*INFORMACIÓN PROPORCIONADA:*
+++

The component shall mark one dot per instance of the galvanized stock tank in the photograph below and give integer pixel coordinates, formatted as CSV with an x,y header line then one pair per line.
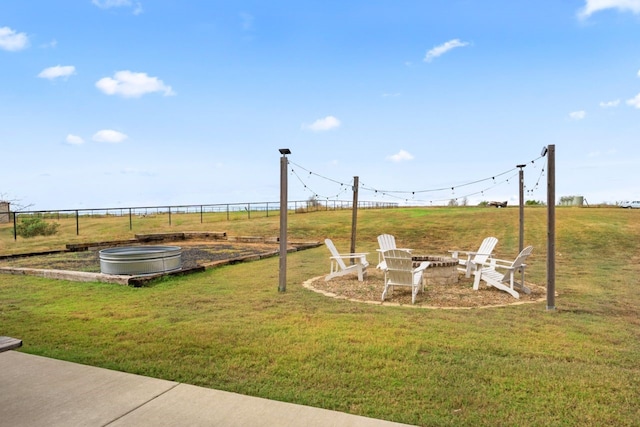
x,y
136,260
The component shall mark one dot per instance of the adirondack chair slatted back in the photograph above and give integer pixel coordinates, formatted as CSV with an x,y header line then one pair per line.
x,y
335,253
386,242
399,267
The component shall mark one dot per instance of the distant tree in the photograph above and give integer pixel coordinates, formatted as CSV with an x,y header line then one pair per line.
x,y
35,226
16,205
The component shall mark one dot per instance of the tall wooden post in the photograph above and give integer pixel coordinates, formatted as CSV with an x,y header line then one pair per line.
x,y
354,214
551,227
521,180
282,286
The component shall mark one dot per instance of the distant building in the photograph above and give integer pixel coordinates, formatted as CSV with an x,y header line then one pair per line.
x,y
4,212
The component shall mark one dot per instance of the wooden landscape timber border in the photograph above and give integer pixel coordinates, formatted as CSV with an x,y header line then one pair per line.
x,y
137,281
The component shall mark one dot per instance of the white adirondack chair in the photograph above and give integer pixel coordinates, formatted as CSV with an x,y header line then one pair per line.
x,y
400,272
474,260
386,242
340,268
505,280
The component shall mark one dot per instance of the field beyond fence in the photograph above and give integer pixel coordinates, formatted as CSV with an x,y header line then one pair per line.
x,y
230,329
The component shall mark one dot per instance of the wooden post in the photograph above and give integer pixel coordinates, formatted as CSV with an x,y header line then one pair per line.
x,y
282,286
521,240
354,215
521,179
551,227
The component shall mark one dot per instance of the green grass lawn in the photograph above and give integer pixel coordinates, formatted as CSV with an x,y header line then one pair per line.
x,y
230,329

+++

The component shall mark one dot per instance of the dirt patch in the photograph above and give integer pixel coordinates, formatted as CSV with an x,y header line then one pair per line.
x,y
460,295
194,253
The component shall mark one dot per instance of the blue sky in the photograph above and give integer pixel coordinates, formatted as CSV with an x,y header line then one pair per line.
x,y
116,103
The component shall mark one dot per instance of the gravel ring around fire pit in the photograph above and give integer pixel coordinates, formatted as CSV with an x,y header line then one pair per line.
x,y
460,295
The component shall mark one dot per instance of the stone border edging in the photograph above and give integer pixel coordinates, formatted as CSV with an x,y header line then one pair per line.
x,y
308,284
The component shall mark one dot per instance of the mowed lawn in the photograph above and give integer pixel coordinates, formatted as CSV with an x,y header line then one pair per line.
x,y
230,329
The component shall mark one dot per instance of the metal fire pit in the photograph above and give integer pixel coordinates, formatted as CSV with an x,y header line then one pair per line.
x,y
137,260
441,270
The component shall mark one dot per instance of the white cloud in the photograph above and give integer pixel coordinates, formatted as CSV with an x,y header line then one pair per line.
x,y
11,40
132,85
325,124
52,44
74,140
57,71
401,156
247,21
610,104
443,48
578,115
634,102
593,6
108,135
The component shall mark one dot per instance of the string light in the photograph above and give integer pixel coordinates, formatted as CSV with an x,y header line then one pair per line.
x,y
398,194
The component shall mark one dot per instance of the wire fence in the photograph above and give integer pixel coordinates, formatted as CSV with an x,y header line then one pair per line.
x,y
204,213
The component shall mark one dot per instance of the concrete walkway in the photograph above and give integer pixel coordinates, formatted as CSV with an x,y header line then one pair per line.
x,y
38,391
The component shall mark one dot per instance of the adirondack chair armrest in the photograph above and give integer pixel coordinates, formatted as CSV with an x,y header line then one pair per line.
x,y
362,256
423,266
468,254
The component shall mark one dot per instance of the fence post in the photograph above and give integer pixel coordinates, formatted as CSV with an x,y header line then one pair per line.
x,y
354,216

+++

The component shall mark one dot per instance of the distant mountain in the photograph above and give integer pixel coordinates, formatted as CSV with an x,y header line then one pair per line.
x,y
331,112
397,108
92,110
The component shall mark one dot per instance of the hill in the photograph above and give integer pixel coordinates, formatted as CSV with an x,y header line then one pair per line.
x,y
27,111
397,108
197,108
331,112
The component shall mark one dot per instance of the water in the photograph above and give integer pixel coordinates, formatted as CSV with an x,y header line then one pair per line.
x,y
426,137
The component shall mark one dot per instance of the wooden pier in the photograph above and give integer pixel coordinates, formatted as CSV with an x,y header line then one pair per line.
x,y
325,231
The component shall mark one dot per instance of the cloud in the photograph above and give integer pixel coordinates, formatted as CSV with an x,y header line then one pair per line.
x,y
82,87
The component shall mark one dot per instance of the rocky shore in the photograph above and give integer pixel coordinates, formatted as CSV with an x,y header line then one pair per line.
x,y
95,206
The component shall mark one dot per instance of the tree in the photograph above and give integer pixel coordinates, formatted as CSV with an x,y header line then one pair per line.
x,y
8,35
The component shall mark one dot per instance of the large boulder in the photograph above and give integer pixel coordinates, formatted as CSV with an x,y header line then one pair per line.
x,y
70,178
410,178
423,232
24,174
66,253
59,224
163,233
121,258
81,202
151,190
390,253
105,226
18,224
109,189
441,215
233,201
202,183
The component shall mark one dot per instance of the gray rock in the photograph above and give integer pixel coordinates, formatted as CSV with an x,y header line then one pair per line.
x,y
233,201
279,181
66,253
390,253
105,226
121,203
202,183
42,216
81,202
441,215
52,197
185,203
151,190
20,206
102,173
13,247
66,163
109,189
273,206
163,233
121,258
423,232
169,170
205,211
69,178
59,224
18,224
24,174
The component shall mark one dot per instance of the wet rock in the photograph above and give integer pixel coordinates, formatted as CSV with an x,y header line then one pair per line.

+++

*QUÉ SE PIDE:* Enumera todas las líneas de los registros anteriores que contengan la palabra "white", copiándolas completas.

*RESULTADO OBTENIDO:*
The component shall mark one dot per instance of the white adirondack chair in the photograph above and give integer pixel coordinates, formatted as CSV with an x,y header line then one pair per line.
The component shall mark one dot per instance of the white cloud in the photograph above and give integer pixel coordinates, formatted as CSV with an x,y header line then one pair per line.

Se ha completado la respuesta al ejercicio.